>> BEGIN Data to process

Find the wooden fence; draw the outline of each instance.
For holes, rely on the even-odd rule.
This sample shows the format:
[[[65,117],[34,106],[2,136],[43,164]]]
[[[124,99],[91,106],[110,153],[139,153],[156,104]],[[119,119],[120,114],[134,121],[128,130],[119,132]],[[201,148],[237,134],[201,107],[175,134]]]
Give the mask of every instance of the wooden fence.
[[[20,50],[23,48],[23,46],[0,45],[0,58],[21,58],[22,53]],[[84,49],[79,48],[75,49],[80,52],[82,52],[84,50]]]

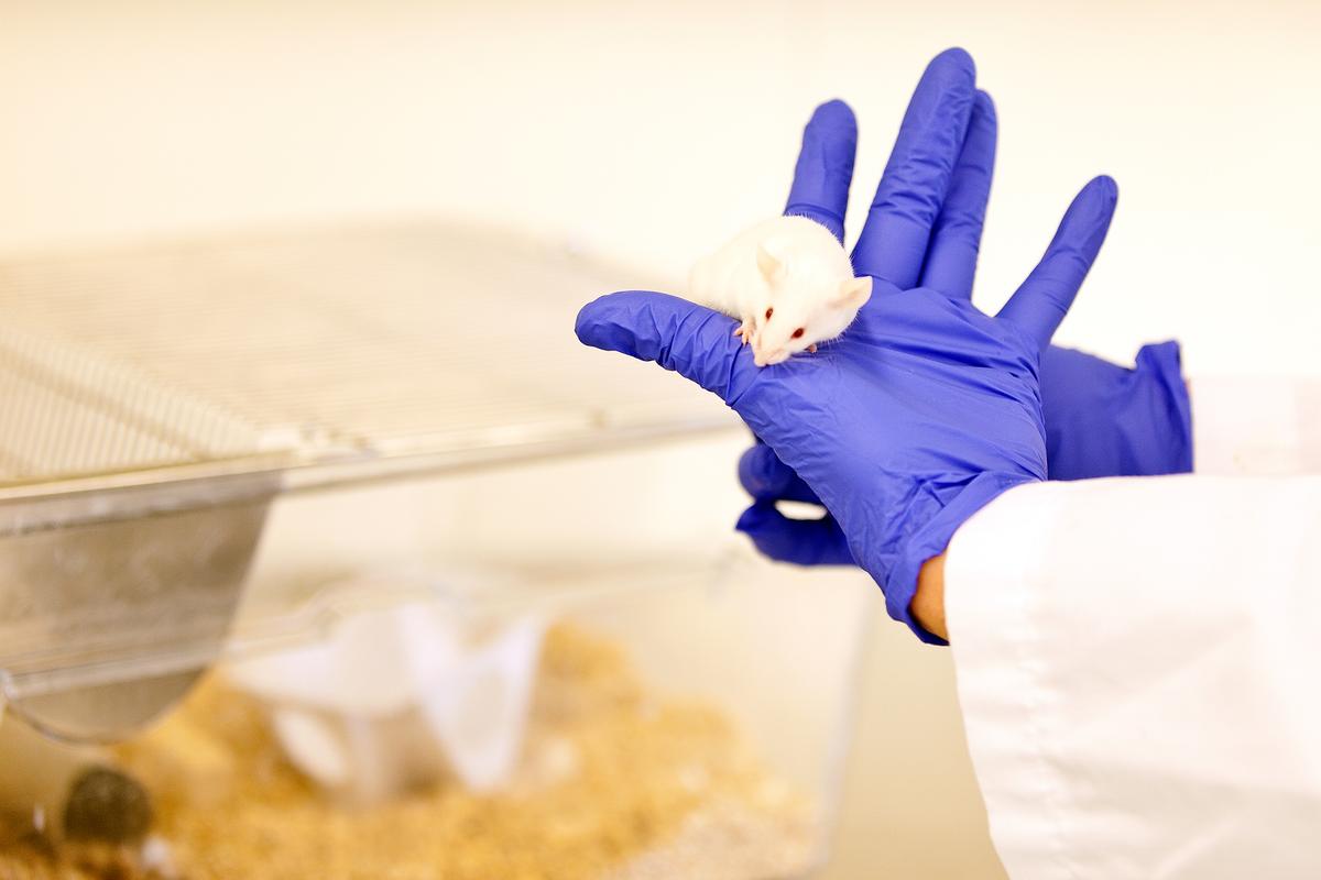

>> END Data to process

Exercise directions: Retype every one of the lines above word for word, and leave the pictures out of your answer.

Solution for this task:
Find the wooden fence; draw the outline of each instance.
For holes, rely on the even-odd rule.
This sample shows the format:
[[[65,117],[34,106],[2,136],[43,164]]]
[[[124,99],[91,106],[110,153],[139,153],[156,104]],[[119,119],[120,114],[134,121],[128,130],[119,132]],[[201,148],[237,134],[201,107],[175,134]]]
Give the mask of every instance of the wooden fence.
[[[20,50],[23,48],[23,46],[0,45],[0,58],[21,58],[22,53]],[[84,49],[79,48],[75,49],[80,52],[82,52],[84,50]]]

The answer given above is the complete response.